■ Work required
The pictures in the data below are to be omitted; all else must be duplicated exactly.

--- Listed records Enclosed Below ---

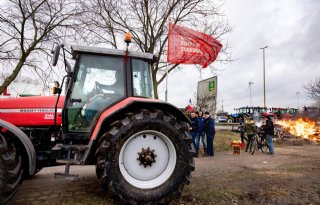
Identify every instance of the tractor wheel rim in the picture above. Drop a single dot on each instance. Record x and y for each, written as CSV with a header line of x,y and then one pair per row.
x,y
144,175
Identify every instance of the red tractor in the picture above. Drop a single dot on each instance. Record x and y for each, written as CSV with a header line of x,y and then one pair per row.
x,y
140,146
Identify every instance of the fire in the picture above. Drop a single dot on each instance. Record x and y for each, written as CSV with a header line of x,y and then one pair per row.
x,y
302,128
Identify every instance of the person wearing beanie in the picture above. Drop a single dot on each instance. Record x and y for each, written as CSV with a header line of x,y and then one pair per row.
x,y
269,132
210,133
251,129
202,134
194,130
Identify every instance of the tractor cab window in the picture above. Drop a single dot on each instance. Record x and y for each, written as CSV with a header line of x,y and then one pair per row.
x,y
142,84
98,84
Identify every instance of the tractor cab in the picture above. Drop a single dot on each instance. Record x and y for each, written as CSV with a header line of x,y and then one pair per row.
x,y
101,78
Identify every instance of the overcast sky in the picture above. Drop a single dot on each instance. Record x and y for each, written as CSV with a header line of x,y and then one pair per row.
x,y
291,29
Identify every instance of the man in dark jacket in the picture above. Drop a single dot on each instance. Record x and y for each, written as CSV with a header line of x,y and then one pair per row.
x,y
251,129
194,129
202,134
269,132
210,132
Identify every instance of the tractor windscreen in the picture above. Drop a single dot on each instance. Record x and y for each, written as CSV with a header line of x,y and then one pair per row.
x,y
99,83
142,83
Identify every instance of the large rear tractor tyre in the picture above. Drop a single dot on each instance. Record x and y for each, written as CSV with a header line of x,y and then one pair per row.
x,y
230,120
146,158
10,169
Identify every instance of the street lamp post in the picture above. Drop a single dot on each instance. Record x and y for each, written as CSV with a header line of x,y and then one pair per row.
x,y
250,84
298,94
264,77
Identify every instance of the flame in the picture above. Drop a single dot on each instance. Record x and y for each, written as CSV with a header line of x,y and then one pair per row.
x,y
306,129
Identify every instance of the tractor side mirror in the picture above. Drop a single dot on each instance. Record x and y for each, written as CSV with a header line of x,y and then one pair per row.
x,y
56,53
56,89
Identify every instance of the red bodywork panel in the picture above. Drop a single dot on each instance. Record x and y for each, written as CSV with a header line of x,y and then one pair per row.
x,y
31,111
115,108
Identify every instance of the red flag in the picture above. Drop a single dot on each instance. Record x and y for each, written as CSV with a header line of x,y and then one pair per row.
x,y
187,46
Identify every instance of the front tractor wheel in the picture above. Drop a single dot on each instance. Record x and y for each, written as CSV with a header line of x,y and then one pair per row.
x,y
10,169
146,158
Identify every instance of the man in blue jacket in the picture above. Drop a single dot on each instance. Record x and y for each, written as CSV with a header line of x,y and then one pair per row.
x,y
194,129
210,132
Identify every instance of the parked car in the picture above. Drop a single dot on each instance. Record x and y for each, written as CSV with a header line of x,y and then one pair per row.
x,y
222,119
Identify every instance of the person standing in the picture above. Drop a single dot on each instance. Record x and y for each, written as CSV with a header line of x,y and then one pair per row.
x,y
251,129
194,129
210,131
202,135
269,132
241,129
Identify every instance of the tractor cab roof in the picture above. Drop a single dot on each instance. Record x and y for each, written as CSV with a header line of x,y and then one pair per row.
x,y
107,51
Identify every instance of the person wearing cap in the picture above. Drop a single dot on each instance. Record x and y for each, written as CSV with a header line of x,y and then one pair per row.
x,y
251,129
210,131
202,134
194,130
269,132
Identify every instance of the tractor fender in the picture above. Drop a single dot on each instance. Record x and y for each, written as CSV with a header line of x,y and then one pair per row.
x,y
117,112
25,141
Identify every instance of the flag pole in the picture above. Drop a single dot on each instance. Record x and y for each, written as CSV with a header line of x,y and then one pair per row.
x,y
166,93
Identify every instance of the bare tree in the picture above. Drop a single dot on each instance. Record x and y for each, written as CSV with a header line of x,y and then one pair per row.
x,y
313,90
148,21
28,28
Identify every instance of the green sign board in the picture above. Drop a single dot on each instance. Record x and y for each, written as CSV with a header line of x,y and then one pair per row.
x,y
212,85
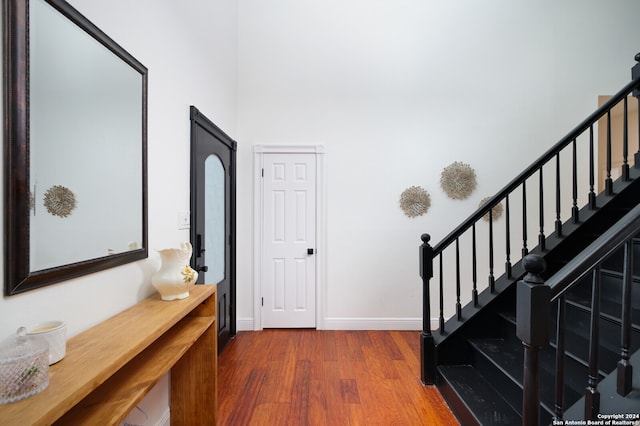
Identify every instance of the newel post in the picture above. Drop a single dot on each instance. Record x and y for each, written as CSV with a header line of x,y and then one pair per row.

--- End of Enclosed Listed records ---

■ Expected answer
Identify every instance of the tractor wheel rim in the picture above. Drop a single dot on each instance. Record x and y for each, written as CSV with a header line of x,y and then one pair per row.
x,y
144,175
Identify every instance of the red tractor in the picture above. Drop a single dot on each instance. Record x and y for each, written as CSV with a header line of x,y and then one pair per row.
x,y
140,146
Identify every instance of the fire in the picture above. Drop a single dot on each instance. Record x and y for each, written as CSV with a header line of x,y and then one pair per row.
x,y
302,128
Identify every instance of the person wearing beanie in the picture above. Drop a single dot on each instance. Record x and y for each, written as CSV with a header line of x,y and then one pair per row.
x,y
269,132
210,133
251,129
202,134
194,130
Identify every instance of the tractor cab window in the picture above. Drop a single dot on each instance. Record x and y for each, written as CSV with a header line of x,y and then one pair per row.
x,y
142,84
98,84
Identify every instance of the tractor cab in the picture above. Drop a single dot on each instance. Record x and y for each, written as CSV with a header line of x,y and then one pair per row.
x,y
101,78
Identify every instance of the overcast sky in the picture above. Drop a single dot on each instance. Record x and y for each, written as CSV with a header line of x,y and then one pair per row.
x,y
291,29
Identify every instance of the man in dark jacket in the picture above. Drop a single dot on each instance. Record x and y for each, written as CSV with a header line of x,y and then one pair per row.
x,y
251,129
194,129
202,134
269,132
210,132
Identify every instance of the tractor windscreen in the picture above. Drop a single dot on each instance. Record x and y for each, written as CSV with a header line of x,y and then one pair per row.
x,y
99,83
142,83
Identify every instance of the large rear tractor tyre in the picture above. Drop a single dot on each instance. Record x and y for each, written as CSV with a header line of x,y and then one pair per row.
x,y
230,120
146,158
10,169
Identify every instance of the street lamp post in the picture above. Drop a single dot on each instance. Record x and y for each, written as CSV with a header line of x,y and then one pair per row.
x,y
250,84
298,94
264,77
Identify every instance of the flame in the picture above. Drop a single dot on each instance. Record x and y for each, written as CSV with a header line of x,y and then one pair per row.
x,y
306,129
Identify every instance of the tractor side mirror in the picture above. Drop a single dot on each instance. Record x and y for each, written as CSV with a header line of x,y and then one pair per row.
x,y
56,53
56,89
Identify every instance of the red bodywork panel in the picture above. Drop a single dot on each instance. Record x and y for each, written as CSV with a header line of x,y and then one pair per row.
x,y
31,111
115,108
Identify every instance of the red flag in the picture above. Drop a single dot on each instance. Record x and y for each, written as CSV with a header line of x,y and then one pair per row.
x,y
187,46
Identify every instance of the front tractor wheel in the picture above. Drop a single dot on each instance. Record x and y for each, written as CSV with a header line of x,y and then one pair per row.
x,y
10,169
146,158
Identify every instance of the man in blue jacket in the picture above. Drop a single dot on each instance. Record x and y for each, written as CSV with a header line of x,y and then one pair per row.
x,y
194,129
210,132
Identify every instance of the parked car in the picture above. Drop a single dot on each instance. Record x and y for each, written as CSV with a header line of x,y and then one pair per row.
x,y
222,119
Identify every instance of the person standing in the picture above. Drop a single dot on each instance. Record x and y for each, written as CSV with a header line of x,y and then one pair per row.
x,y
251,129
194,129
210,131
202,135
269,132
241,129
Identify every instance of the tractor cab roof in the picture above. Drop a single dot on each instance. Record x and y for each, written as CSV with a header line of x,y and then one pair per row.
x,y
107,51
Identify every instance of the person wearing cap in the picture above. Drop a single dot on each instance. Record x and y for each, written as CSV with a header line of x,y and then one pair per row.
x,y
251,129
210,131
202,134
194,130
269,132
Identify every instance of the tractor fender in the picture above. Drop a single dot on each instance. Record x and y for each, written as CSV with a header line of x,y and then one pair per row.
x,y
117,112
25,141
Identify every instance of the flag pole in the picture above. Drop a single dot on each instance. Record x and y for each, written as CSV with a header line of x,y and then one pair per row.
x,y
166,93
Identify every instance of the bare tree in the picture above. Drop a single dot on each instance. Record x and y for each, written as CSV with a header line of x,y and then one pair per row.
x,y
313,90
148,21
28,28
Identify every instance of the green sign board in the picture above. Drop a single dot on each instance. Record x and y for each, written as CSV with a header line of x,y and then one pair per row.
x,y
212,85
Identify every instance of the newel post in the picture above. Drop a single dot on each instance. Record x and y for each, written as CSV with a header line of x,y and then one pair per row.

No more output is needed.